### Text segment
____

Our previous study demonstrated the HSC70-binding ability of histatins . The study showed that histatin 3 bound to the substrate-binding domain of HSC70 more strongly than histatin 5 and that histatin 4 did not bind to HSC70. Our present findings indicate that the inhibitory effects of histatin 5 on HSC70-stimulated NF-κB-dependent activation and inflammatory cytokine production significantly reduced compared with those of histatin 3 (Figures 2C, 2D, 6C, and 6D). Consequently, the strength of the association between various histatins and HSC70 may be related to the function of the complex.

____

### Records supplied
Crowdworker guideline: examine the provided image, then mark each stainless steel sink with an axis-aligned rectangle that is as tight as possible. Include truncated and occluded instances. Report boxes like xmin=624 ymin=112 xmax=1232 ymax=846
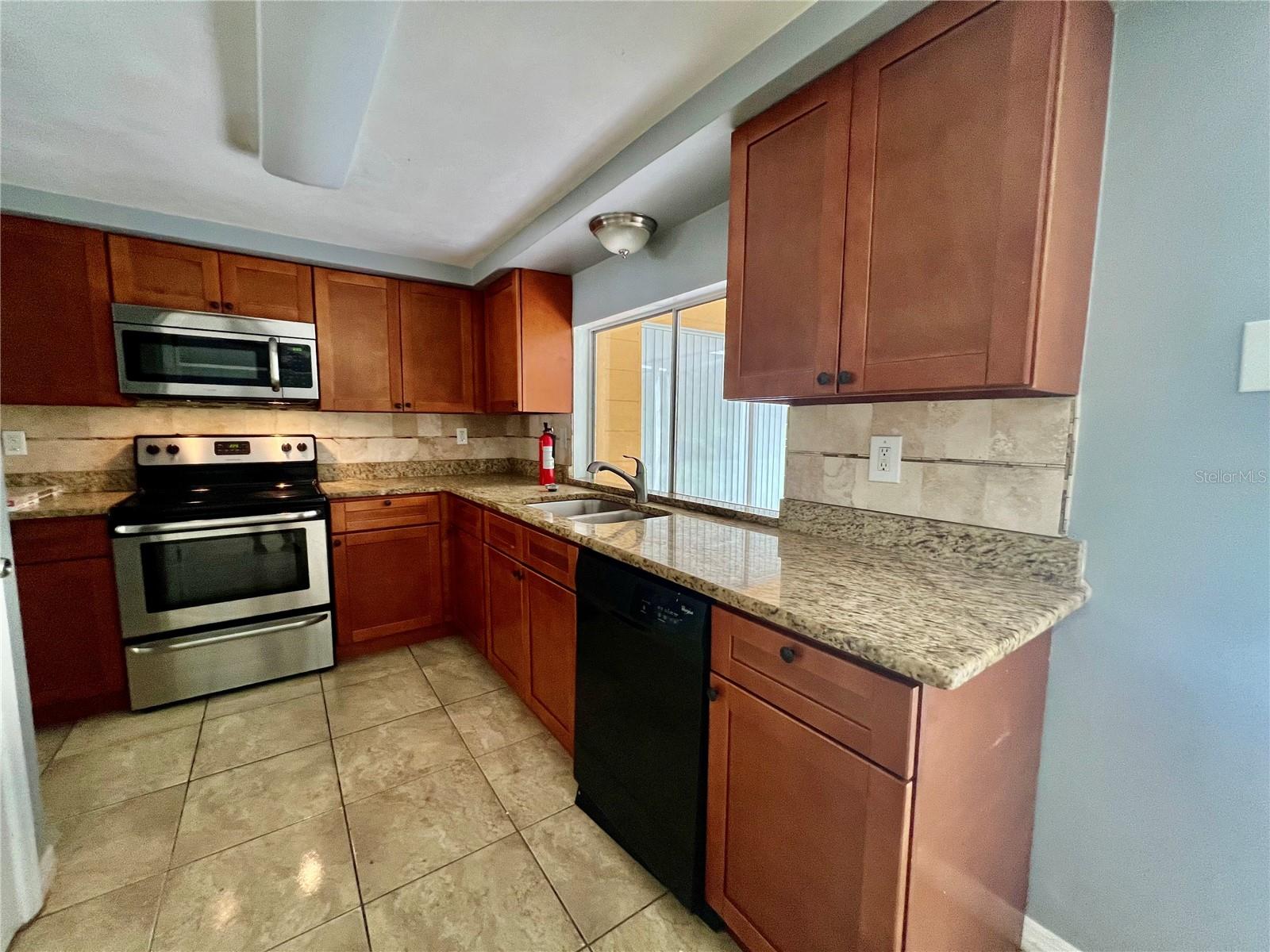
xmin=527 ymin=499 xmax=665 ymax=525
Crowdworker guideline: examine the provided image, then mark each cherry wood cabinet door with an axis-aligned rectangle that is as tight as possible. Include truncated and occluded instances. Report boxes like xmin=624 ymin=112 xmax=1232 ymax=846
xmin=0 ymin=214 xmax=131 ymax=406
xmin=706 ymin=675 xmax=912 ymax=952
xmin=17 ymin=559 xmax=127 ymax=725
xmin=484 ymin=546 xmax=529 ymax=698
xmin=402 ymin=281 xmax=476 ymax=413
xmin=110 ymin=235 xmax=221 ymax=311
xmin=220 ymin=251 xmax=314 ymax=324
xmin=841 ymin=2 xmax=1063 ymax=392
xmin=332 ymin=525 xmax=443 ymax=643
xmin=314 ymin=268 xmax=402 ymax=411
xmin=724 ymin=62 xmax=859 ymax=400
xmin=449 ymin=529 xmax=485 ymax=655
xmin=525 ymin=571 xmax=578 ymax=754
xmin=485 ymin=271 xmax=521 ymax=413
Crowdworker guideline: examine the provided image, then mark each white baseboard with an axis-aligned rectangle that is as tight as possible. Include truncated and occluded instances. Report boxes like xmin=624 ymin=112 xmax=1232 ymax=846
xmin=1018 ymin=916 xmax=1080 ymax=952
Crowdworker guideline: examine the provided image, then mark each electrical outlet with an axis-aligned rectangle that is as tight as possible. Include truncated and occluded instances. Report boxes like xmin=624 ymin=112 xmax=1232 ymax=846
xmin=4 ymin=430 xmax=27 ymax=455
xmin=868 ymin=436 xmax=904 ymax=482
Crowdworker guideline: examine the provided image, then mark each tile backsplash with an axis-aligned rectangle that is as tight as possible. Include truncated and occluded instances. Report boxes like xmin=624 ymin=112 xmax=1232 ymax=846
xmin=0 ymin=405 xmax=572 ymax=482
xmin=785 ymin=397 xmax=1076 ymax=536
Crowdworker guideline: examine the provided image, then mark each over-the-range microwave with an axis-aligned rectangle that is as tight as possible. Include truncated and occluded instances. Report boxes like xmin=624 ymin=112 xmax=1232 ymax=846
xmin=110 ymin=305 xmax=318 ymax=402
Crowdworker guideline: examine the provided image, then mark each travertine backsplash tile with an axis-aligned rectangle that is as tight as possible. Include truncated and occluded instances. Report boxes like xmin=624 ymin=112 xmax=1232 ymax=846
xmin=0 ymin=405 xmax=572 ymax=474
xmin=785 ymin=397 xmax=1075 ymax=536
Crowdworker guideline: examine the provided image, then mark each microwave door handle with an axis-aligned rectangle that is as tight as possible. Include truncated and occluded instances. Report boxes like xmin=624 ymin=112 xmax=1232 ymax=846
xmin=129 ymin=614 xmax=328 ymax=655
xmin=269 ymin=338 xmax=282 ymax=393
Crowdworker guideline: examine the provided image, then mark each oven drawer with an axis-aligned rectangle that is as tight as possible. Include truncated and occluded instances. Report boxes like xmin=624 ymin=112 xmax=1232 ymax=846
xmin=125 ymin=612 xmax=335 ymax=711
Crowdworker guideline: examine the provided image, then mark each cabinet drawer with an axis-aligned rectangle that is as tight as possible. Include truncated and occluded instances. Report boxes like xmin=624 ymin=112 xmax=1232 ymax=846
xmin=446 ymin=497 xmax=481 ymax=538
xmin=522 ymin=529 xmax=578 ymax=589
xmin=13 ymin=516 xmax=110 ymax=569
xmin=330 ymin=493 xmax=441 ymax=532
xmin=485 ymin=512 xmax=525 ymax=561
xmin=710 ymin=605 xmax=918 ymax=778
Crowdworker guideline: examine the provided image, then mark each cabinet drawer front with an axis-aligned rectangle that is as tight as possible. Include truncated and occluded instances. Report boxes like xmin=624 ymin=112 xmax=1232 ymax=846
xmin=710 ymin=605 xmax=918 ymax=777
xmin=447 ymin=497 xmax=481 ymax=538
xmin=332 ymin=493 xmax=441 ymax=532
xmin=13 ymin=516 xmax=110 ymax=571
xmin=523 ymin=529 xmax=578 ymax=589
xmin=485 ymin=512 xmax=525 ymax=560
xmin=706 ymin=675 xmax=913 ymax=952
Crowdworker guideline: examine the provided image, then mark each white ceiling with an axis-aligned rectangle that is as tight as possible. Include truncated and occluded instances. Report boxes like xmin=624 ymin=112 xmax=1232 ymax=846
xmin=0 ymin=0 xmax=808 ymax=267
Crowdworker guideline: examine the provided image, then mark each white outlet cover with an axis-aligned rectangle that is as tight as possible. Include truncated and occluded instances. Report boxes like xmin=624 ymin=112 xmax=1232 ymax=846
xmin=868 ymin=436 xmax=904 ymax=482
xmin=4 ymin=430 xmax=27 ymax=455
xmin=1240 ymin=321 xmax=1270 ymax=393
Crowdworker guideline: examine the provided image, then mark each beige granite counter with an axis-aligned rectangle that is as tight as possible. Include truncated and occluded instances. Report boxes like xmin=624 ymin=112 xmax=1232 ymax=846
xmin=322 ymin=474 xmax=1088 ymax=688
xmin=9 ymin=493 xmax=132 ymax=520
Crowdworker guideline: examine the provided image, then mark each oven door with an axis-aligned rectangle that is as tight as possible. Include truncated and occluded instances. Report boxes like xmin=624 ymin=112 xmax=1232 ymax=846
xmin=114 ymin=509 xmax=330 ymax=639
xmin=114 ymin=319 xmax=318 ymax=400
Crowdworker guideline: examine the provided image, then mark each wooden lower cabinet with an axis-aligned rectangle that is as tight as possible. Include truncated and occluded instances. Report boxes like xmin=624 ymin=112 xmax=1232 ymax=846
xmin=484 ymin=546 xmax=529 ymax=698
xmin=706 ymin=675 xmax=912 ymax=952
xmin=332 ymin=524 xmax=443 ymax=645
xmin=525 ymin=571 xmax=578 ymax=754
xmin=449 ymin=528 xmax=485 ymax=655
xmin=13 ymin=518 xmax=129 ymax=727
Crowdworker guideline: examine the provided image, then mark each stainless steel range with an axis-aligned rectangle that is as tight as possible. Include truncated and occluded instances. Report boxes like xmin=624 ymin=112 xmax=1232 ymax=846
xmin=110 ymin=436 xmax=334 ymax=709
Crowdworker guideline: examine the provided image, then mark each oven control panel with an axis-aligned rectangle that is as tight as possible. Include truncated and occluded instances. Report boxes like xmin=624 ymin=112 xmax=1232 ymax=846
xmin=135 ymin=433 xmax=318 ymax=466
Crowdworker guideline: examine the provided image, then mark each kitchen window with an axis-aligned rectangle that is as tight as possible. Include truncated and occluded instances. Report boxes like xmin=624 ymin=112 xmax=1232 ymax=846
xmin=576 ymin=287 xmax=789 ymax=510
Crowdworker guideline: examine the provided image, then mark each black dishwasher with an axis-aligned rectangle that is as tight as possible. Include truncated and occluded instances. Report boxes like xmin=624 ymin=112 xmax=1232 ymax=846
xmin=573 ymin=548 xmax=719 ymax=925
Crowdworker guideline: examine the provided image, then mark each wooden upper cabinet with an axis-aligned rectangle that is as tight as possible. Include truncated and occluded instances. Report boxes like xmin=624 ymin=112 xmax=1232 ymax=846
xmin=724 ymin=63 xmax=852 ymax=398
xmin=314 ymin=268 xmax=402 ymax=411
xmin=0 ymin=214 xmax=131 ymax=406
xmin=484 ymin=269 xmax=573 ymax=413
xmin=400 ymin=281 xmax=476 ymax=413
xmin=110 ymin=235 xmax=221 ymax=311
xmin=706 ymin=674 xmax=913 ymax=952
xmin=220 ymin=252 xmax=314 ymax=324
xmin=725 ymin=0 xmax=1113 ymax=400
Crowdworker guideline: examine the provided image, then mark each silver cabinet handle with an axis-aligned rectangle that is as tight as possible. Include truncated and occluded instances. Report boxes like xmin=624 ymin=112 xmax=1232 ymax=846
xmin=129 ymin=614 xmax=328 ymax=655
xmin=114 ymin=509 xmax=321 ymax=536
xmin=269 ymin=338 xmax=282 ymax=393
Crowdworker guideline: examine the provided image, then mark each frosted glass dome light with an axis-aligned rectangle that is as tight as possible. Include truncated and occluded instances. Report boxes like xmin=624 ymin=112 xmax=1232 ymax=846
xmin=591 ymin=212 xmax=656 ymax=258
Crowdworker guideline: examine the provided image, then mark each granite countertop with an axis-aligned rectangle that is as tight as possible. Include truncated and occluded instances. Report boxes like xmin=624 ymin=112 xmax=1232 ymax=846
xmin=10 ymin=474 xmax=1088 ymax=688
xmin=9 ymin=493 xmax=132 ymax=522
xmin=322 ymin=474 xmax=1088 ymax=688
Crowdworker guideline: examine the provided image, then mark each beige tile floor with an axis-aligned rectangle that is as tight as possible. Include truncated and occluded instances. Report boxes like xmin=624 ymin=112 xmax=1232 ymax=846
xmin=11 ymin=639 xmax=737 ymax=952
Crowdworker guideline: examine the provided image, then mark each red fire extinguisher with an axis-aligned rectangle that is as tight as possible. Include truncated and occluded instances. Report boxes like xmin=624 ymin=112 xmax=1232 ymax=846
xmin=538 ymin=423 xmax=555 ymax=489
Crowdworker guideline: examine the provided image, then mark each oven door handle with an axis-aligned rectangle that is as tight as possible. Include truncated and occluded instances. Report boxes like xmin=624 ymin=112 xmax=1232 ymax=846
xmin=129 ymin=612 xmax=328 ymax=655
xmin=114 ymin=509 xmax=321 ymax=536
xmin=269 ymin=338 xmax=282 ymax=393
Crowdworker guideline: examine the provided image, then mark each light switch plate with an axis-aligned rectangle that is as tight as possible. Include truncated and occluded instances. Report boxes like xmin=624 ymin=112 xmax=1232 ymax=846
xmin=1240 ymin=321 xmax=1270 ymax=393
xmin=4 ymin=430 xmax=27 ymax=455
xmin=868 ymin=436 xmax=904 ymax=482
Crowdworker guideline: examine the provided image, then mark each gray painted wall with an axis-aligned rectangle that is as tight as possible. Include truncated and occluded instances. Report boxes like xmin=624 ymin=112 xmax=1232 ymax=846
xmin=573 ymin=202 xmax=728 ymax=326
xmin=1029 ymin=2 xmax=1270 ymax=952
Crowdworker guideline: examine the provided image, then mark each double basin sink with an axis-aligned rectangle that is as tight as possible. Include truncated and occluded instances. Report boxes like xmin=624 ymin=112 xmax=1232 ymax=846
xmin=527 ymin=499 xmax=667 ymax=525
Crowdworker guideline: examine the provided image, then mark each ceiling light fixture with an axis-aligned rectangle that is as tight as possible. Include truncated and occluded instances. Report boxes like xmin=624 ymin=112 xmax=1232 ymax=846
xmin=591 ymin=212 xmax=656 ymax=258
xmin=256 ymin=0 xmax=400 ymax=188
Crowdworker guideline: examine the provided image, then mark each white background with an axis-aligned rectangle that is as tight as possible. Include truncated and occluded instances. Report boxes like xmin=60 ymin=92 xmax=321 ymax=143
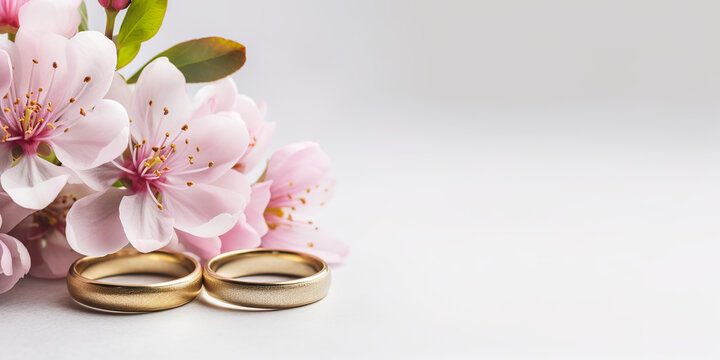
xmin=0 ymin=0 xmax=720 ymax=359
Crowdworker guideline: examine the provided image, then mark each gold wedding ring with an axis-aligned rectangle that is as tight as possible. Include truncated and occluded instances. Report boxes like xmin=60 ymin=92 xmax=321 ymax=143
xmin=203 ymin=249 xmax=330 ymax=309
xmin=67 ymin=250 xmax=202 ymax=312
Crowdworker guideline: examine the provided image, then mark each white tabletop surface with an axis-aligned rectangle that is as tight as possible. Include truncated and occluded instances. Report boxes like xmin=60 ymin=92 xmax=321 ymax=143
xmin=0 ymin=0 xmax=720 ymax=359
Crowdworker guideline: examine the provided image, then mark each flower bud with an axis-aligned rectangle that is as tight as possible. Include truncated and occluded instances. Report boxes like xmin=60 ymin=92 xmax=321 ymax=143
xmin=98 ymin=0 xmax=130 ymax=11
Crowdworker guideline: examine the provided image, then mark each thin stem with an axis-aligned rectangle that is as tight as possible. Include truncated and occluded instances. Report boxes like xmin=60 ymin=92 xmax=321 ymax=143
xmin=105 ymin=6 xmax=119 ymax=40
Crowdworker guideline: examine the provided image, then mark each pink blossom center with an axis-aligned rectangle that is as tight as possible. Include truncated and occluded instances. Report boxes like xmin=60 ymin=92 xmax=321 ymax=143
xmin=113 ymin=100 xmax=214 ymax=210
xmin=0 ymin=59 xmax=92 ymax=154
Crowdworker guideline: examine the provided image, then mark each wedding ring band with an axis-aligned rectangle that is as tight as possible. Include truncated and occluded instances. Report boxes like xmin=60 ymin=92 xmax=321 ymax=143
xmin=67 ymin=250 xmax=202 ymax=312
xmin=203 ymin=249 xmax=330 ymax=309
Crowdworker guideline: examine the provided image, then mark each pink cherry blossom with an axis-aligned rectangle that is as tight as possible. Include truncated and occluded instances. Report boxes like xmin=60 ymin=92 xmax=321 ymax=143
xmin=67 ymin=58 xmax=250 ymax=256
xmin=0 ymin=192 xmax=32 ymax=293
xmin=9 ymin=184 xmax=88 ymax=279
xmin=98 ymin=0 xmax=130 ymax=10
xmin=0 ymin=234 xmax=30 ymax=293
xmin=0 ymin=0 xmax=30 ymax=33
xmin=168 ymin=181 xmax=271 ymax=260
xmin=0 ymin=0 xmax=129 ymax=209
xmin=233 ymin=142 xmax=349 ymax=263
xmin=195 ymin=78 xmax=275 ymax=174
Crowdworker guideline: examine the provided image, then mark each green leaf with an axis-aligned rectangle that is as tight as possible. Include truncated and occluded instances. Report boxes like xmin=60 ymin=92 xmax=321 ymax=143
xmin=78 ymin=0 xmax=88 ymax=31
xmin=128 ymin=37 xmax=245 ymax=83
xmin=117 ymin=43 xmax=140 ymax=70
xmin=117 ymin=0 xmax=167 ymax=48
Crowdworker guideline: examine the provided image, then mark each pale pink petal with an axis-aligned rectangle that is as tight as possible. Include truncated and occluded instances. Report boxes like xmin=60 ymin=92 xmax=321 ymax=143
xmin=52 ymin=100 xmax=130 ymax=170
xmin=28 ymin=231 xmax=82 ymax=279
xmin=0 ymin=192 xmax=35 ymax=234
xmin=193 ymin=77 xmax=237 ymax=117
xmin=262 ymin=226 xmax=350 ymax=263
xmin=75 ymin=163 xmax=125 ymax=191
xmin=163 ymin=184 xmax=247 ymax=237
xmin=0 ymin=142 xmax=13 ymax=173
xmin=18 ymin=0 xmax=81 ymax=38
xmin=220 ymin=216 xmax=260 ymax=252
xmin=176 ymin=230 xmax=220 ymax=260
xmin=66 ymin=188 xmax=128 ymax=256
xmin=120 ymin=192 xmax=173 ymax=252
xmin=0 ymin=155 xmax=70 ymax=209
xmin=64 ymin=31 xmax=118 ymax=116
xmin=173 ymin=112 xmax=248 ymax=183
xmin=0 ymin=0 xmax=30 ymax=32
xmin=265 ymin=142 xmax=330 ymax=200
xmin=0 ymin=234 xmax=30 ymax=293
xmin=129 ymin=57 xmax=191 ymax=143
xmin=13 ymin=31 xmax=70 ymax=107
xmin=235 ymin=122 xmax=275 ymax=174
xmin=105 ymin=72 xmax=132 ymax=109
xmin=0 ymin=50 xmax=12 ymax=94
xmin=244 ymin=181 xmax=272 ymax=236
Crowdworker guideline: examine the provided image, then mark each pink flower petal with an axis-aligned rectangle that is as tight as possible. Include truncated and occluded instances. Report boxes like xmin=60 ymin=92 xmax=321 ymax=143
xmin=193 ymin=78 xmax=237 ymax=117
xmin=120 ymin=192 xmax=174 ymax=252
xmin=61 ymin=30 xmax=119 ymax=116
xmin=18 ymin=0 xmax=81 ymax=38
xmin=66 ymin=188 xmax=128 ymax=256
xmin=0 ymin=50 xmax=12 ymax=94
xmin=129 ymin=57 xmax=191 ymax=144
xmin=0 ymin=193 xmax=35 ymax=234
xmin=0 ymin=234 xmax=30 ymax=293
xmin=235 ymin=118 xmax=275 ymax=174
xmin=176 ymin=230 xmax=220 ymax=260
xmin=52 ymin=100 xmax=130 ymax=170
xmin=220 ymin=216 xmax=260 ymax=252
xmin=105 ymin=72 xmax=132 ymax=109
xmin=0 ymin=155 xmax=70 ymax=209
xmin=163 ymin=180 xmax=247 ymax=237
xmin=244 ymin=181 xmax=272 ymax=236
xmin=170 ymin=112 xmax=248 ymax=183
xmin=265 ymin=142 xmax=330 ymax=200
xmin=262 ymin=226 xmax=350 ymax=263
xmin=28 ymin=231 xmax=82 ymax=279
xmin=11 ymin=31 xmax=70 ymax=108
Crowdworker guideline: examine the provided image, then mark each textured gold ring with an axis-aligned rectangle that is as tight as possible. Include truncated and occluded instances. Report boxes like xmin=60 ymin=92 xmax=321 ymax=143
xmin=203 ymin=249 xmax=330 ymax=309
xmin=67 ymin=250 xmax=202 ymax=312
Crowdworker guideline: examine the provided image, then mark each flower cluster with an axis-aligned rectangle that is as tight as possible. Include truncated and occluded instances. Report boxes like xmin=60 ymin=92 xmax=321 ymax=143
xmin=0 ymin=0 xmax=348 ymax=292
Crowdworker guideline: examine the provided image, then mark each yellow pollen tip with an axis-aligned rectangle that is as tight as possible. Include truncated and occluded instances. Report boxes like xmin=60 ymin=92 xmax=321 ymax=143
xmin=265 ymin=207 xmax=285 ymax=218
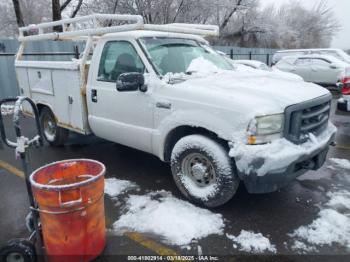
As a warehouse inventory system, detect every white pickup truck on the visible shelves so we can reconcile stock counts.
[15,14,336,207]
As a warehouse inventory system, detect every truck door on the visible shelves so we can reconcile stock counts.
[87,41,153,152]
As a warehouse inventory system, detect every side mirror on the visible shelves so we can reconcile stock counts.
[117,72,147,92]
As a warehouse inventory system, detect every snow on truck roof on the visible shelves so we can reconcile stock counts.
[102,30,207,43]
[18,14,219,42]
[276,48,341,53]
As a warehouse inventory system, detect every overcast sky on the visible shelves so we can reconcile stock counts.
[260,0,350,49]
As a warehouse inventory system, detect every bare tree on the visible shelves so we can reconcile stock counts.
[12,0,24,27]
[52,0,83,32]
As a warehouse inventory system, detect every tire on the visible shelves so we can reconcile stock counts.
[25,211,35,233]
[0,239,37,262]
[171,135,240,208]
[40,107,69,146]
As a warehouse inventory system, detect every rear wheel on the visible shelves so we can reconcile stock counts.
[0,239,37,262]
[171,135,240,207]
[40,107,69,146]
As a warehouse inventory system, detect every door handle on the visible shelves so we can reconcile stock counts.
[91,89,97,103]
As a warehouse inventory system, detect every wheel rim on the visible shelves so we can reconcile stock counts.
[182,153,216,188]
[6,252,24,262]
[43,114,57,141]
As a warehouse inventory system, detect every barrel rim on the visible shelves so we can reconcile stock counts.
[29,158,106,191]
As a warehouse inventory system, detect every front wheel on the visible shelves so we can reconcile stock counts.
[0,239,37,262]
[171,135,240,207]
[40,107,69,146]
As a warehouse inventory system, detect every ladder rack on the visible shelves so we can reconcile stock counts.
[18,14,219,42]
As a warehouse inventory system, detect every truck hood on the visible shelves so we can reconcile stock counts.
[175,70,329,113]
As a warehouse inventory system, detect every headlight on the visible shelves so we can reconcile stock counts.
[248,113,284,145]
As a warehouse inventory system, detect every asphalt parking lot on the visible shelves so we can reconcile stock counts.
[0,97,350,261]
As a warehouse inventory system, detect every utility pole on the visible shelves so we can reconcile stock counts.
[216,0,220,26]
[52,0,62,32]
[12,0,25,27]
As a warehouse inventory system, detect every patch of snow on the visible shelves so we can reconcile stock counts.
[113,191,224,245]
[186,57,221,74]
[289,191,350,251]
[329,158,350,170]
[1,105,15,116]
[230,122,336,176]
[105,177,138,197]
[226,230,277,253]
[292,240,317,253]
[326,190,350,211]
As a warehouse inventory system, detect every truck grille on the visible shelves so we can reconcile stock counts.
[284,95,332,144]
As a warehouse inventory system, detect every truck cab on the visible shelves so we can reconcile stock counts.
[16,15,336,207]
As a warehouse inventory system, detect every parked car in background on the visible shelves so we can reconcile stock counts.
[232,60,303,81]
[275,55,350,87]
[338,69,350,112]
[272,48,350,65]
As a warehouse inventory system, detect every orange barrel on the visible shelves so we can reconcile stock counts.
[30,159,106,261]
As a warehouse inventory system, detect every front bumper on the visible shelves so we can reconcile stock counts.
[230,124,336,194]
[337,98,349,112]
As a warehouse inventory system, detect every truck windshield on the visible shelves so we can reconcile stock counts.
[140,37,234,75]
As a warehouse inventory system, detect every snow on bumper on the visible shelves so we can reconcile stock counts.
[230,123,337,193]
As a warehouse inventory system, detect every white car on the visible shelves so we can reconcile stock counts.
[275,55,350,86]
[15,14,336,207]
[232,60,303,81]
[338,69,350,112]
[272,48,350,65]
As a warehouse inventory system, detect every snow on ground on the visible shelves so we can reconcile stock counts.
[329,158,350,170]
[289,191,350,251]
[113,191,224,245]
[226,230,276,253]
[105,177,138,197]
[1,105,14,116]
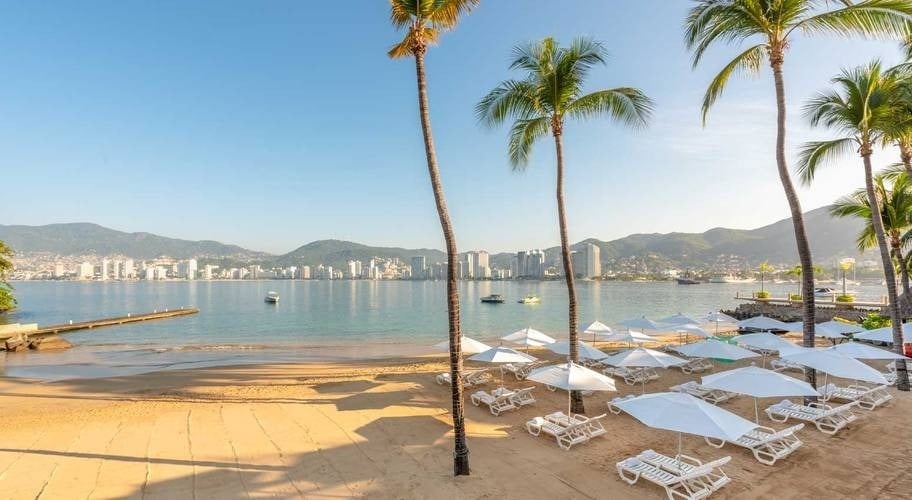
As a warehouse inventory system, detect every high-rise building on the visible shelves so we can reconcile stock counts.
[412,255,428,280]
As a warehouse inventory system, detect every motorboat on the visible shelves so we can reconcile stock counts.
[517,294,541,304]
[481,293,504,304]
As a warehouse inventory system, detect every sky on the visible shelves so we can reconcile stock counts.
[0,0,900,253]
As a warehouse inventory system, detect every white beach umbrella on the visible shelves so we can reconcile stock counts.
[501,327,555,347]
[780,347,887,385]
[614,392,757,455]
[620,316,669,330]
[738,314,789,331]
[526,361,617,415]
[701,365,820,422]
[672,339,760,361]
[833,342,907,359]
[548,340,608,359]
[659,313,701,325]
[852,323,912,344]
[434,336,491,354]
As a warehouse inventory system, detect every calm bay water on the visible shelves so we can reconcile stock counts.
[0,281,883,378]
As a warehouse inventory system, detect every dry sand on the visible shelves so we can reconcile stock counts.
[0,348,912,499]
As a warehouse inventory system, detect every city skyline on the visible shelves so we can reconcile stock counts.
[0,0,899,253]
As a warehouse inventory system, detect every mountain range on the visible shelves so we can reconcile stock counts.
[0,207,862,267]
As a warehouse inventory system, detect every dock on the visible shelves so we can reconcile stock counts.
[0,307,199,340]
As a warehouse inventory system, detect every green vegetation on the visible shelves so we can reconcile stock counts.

____

### Work item A
Please set down the passage on histatins and HSC70 word for word, from "Our previous study" to "of the complex.".
### Work item B
In one to three sentences, explain why the histatin passage concludes that the strength of the association between histatins and HSC70 may be related to the function of the complex.

### Problem solution A
Our previous study demonstrated the HSC70-binding ability of histatins . The study showed that histatin 3 bound to the substrate-binding domain of HSC70 more strongly than histatin 5 and that histatin 4 did not bind to HSC70. Our present findings indicate that the inhibitory effects of histatin 5 on HSC70-stimulated NF-κB-dependent activation and inflammatory cytokine production significantly reduced compared with those of histatin 3 (Figures 2C, 2D, 6C, and 6D). Consequently, the strength of the association between various histatins and HSC70 may be related to the function of the complex.

### Problem solution B
The earlier study showed that histatin 3 bound to the substrate-binding domain of HSC70 more strongly than histatin 5. The present findings show that histatin 5's inhibitory effects on HSC70-stimulated NF-κB-dependent activation and inflammatory cytokine production were significantly reduced compared with those of histatin 3. Because the more strongly binding histatin had the stronger effect, the authors conclude that binding strength may be related to the complex's function.